__TEXT BLOCK__:
+ + +

A total of 2,224 women were included in the body composition analysis. The BIA cohort was aged 54.45±10.20 years (18-85 years) and the non-BIA cohort 53.42±11.99 years (18-87 years) (p=0.0003). No statistically significant differences, were found in the BMI between the two groups (p>0.05). The results for body composition in the total sample based on the anatomical segment are shown in Table 2. In the BIA cohort, bivariate correlation between BMI and FP was lower (r=0.83, p<0.0001) than the one between BMI and weight (r=0.89, p<0.0001) but higher than the correlation between weight and FP (r=0.80, p<0.0001).

When participants in the study were categorized by BMI group (normal, overweight or obesity) some changes were observed in the aforementioned correlations. Correlation between BMI and FP were lower in all the groups r=0.67, r=0.44 and r=0.62 respectively for normal, overweight and obesity (p<0.0001 in all cases). Contrary to the observed in the whole BIA cohort, BMI correlation with weight was lower in all the groups, r=0.60, r=0.50 and r=0.77 for normal, overweight and obesity groups (p<0.0001 in all cases). Correlation between weight and FM were lower than in the whole cohort (r=0.60 in the normal group, r=0.43 in the overweight group and r=0.62 in the obesity group, p<0.0001 in all cases).

+ + +

__RECORDED INFORMATION__:
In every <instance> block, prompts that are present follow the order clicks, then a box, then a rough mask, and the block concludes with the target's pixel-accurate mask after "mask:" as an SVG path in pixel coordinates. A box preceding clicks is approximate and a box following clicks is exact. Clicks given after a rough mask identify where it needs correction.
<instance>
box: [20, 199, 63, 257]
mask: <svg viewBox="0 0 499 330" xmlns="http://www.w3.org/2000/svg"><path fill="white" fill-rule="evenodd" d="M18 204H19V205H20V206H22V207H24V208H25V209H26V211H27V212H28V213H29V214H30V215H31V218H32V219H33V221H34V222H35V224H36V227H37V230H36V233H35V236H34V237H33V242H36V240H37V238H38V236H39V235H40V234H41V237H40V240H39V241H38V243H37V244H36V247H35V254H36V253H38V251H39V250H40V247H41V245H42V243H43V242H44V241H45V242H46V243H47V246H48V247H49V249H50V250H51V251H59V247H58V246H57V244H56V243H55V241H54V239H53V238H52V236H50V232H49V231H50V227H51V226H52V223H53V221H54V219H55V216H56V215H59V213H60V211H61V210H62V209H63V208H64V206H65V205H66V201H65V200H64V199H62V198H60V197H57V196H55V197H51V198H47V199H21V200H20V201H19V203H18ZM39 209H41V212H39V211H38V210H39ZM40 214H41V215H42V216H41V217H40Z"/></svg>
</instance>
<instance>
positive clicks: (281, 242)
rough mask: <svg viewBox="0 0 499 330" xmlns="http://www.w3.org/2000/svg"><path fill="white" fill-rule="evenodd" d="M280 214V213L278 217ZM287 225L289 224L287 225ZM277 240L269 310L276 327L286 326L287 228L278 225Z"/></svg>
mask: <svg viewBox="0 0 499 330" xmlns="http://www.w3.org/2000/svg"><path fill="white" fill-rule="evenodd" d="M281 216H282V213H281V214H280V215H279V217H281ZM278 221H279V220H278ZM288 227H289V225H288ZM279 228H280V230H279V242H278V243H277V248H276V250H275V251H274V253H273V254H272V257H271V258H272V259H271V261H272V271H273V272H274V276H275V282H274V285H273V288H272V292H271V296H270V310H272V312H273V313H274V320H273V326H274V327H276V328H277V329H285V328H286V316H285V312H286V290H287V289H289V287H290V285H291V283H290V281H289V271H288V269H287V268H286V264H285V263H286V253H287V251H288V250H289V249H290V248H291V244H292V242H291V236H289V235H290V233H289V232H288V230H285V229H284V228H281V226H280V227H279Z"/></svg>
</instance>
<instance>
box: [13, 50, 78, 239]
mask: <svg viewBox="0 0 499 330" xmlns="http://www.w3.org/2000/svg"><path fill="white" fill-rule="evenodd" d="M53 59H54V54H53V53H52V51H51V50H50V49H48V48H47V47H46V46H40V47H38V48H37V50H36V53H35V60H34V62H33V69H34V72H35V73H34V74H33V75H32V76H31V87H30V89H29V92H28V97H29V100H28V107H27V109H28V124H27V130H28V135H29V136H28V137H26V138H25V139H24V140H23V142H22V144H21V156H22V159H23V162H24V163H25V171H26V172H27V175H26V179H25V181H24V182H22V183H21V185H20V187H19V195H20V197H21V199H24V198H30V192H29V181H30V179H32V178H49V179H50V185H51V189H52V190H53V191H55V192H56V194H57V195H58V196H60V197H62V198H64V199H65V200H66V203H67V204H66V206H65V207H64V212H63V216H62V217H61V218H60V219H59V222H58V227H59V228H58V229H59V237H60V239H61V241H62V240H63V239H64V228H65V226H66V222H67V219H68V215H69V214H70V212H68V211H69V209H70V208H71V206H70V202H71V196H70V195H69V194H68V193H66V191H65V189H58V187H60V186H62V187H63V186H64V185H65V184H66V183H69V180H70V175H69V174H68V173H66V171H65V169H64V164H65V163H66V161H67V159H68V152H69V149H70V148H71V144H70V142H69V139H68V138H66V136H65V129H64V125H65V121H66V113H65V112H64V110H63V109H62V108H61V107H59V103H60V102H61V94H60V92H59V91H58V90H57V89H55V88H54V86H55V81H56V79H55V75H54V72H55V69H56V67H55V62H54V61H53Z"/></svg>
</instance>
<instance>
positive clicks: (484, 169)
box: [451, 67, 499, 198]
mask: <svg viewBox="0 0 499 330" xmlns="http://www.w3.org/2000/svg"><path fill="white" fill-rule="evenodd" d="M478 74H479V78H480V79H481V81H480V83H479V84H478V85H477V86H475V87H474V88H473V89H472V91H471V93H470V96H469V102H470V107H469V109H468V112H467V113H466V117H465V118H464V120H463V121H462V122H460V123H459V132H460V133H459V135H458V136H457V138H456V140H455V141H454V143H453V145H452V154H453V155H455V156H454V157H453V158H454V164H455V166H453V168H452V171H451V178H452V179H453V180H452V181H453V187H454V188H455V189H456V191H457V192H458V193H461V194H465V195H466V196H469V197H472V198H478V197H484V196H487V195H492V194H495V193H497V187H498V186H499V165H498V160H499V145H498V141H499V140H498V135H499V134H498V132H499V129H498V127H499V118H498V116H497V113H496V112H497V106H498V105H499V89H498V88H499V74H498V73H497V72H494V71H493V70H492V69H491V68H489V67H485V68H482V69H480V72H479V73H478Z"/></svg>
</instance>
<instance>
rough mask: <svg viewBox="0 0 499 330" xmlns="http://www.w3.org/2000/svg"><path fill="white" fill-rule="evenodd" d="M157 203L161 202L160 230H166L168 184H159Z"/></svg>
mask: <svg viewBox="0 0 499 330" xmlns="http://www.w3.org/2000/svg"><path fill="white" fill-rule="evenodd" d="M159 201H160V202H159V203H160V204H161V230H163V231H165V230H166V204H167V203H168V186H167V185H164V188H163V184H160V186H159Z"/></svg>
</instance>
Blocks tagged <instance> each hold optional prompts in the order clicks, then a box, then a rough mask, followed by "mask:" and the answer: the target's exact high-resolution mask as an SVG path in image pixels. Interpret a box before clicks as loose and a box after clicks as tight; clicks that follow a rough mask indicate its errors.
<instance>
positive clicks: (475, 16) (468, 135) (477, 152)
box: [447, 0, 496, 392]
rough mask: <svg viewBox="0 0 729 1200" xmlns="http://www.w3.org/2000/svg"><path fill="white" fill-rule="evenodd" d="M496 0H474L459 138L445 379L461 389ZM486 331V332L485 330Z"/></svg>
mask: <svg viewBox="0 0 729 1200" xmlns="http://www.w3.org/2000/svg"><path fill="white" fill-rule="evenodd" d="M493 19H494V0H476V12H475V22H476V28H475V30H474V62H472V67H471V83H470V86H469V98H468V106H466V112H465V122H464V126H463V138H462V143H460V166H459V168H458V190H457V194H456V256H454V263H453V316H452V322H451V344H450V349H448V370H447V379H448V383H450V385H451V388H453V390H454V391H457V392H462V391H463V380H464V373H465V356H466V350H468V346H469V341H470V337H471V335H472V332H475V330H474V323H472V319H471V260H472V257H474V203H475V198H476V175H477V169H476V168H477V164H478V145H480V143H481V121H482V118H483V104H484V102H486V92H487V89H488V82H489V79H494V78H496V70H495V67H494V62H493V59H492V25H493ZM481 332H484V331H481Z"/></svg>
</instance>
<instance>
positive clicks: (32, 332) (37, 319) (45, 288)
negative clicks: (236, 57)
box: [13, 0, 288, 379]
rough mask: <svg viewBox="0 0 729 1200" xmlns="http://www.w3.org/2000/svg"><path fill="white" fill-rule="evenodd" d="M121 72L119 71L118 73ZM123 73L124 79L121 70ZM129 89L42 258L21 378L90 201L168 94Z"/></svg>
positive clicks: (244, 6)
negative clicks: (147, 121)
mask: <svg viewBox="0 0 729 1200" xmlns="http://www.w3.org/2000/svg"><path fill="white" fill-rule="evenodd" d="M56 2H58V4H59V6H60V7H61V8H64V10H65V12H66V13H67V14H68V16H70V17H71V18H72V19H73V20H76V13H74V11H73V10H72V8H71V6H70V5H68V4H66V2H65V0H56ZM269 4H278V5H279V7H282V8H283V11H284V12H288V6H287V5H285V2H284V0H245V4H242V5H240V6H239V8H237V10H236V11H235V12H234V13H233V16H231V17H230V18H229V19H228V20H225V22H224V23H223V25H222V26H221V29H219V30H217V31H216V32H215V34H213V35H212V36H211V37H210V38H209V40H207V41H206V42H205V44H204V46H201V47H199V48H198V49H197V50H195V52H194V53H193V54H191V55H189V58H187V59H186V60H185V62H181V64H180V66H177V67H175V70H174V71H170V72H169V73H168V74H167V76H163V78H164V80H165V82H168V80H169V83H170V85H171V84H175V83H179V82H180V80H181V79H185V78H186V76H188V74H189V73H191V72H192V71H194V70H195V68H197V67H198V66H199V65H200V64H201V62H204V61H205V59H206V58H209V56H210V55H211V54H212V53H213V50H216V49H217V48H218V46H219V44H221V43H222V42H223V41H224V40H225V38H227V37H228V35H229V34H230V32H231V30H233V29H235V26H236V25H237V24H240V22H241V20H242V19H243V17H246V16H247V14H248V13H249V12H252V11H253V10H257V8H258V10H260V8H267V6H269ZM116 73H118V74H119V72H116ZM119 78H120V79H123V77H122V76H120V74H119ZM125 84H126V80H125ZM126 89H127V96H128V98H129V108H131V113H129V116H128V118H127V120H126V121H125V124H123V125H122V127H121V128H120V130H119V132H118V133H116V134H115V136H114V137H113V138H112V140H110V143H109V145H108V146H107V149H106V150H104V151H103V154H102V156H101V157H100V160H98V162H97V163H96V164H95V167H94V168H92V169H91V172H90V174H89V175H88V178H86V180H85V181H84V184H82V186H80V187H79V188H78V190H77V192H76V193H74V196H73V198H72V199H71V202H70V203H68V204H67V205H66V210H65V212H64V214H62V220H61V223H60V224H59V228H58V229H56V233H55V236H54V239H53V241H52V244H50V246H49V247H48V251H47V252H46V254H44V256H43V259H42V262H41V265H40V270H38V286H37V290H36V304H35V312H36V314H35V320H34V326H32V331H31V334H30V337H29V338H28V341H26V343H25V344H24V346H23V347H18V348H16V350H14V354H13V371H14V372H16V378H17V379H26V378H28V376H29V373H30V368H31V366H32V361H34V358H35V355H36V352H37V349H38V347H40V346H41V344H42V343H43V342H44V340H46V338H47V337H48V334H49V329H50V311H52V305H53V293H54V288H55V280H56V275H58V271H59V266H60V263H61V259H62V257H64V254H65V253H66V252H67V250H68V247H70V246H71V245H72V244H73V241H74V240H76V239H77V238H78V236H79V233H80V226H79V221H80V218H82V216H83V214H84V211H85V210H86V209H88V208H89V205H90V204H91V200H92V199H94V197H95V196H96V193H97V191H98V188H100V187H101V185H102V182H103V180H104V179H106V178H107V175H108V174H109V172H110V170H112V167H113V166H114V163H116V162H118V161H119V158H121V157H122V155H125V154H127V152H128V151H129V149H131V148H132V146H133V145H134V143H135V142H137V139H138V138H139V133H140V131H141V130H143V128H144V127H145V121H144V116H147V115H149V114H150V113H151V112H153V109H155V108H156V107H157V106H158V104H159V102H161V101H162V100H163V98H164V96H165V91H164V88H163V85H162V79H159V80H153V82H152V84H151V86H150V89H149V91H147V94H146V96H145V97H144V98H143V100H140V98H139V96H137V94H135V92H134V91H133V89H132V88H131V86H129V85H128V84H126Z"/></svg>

+ + +

__PROBLEM DETAILS__: Could you rewrite the body composition passage from "A total of 2,224" up to and including "FP (r=0.80, p<0.0001).", with "group" in place of "cohort"?

__RESPONSE TO THIS TASK__:
A total of 2,224 women were included in the body composition analysis. The BIA group was aged 54.45±10.20 years (18-85 years) and the non-BIA group 53.42±11.99 years (18-87 years) (p=0.0003). No statistically significant differences, were found in the BMI between the two groups (p>0.05). The results for body composition in the total sample based on the anatomical segment are shown in Table 2. In the BIA group, bivariate correlation between BMI and FP was lower (r=0.83, p<0.0001) than the one between BMI and weight (r=0.89, p<0.0001) but higher than the correlation between weight and FP (r=0.80, p<0.0001).